(RECORDS SUPPLIED begins)

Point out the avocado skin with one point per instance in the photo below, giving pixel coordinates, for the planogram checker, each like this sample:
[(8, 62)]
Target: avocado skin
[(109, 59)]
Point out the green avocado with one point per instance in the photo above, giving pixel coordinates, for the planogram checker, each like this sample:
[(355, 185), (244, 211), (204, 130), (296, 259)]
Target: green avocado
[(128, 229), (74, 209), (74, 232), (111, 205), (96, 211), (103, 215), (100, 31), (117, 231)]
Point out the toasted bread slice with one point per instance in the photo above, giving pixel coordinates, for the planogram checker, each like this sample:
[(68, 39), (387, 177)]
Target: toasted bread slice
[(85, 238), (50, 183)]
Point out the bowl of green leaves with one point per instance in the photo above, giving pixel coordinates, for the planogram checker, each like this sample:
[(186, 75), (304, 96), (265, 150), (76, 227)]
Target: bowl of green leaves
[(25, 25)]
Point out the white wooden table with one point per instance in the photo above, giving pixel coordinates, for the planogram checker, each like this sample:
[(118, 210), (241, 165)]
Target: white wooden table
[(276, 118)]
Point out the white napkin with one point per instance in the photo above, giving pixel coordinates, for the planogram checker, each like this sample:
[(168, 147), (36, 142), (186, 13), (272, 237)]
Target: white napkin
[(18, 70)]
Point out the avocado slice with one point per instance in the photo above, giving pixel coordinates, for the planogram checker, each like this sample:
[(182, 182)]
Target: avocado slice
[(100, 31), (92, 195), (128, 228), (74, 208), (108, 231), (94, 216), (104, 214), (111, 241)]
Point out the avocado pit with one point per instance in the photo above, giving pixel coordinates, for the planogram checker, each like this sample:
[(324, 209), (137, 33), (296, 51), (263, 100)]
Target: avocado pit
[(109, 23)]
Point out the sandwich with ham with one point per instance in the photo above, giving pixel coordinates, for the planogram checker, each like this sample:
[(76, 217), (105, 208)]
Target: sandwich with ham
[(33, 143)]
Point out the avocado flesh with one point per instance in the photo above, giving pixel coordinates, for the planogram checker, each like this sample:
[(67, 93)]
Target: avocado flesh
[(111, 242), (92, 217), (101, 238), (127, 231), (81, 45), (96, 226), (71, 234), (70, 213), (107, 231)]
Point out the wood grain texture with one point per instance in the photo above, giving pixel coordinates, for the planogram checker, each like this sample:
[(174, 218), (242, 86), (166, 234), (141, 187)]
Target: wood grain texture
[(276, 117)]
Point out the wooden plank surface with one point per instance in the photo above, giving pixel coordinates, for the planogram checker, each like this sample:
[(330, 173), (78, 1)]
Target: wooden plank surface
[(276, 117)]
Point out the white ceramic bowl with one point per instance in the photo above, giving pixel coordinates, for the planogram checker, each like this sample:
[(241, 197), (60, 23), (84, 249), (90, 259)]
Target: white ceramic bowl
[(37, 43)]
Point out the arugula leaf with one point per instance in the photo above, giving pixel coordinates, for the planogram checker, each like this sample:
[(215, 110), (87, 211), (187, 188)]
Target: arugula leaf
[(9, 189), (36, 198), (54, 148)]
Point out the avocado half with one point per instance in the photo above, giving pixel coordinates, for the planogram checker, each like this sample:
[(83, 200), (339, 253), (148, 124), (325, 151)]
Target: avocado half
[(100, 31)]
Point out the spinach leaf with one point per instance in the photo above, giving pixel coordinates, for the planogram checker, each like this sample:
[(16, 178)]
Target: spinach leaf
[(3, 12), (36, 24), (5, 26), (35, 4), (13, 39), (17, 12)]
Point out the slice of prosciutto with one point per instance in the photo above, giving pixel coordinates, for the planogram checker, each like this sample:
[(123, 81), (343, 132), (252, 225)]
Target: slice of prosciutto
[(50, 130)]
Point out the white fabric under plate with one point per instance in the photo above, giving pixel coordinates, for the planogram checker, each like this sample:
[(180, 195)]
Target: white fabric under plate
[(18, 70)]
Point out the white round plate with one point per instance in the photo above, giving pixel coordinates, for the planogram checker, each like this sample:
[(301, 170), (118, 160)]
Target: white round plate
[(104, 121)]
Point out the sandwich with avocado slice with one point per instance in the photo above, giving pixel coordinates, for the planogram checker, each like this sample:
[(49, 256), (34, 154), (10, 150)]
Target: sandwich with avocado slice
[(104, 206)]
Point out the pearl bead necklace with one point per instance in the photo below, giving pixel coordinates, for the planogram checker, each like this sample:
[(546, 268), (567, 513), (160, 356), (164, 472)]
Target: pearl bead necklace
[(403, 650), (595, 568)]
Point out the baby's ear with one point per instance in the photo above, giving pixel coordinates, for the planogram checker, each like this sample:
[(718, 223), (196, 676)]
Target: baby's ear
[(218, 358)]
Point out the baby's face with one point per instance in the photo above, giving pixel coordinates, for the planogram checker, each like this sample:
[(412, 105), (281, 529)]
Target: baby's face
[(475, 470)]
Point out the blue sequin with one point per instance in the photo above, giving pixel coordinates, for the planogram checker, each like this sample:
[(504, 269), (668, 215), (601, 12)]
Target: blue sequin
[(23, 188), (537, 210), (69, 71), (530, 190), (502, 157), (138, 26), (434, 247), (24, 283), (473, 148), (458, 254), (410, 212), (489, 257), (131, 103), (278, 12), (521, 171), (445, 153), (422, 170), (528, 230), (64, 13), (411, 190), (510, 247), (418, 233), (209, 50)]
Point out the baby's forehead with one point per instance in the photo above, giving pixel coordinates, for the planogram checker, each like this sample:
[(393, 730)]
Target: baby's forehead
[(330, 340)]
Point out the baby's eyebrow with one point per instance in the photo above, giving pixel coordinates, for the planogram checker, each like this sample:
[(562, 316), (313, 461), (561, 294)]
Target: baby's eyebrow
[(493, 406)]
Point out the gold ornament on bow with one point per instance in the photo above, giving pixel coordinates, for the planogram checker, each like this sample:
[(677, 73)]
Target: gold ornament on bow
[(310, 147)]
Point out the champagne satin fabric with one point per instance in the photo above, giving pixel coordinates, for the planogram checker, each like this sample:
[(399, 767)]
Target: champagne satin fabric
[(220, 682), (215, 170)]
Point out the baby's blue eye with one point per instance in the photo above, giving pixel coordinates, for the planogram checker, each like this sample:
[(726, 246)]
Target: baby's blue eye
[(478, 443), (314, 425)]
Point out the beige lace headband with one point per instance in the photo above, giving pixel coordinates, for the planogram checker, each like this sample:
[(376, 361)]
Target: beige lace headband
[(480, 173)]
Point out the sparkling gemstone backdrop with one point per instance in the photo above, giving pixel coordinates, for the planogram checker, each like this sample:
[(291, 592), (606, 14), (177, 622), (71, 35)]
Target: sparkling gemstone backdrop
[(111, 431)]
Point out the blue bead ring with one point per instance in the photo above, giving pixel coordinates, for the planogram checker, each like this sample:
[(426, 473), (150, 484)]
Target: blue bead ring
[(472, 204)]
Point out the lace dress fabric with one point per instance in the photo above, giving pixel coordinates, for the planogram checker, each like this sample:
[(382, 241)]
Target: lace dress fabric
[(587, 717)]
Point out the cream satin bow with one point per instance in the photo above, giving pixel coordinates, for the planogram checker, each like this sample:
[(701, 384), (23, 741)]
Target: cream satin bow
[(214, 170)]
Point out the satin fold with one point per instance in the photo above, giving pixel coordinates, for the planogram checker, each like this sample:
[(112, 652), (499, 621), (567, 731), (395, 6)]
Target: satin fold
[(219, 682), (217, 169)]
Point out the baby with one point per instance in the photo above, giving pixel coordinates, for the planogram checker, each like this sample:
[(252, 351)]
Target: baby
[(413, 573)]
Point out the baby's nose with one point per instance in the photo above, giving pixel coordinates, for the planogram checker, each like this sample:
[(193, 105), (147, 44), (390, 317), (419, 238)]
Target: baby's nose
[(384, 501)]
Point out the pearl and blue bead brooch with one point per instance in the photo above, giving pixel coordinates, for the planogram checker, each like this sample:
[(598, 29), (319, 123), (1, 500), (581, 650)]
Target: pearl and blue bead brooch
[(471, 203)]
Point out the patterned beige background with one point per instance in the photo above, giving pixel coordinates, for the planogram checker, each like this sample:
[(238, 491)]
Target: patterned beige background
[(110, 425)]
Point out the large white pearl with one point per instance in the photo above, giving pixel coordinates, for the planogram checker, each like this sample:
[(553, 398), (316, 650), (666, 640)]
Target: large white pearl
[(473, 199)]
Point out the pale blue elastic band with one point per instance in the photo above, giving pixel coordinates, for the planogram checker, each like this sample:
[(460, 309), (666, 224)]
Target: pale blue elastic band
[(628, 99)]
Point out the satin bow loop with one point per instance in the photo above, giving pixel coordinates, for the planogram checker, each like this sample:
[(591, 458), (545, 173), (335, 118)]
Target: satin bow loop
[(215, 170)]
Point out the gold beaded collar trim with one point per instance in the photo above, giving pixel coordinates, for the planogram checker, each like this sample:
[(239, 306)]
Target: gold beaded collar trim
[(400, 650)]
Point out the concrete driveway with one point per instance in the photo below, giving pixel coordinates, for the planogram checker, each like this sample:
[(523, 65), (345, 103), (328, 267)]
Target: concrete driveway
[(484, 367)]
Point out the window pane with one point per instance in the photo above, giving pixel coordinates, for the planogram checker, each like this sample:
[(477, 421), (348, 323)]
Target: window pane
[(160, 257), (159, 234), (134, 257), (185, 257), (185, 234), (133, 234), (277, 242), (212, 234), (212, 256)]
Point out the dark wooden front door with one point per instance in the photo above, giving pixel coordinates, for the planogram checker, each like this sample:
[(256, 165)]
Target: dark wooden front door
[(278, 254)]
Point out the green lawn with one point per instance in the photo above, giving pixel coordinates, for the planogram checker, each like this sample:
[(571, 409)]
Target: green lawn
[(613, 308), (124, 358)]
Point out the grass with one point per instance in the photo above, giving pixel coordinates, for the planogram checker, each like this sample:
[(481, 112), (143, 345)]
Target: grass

(RECORDS SUPPLIED ends)

▶ _AIM OF THE TASK_: How many lines in the entries contain the string "below"? Answer with the number only.

▶ _ANSWER_: 3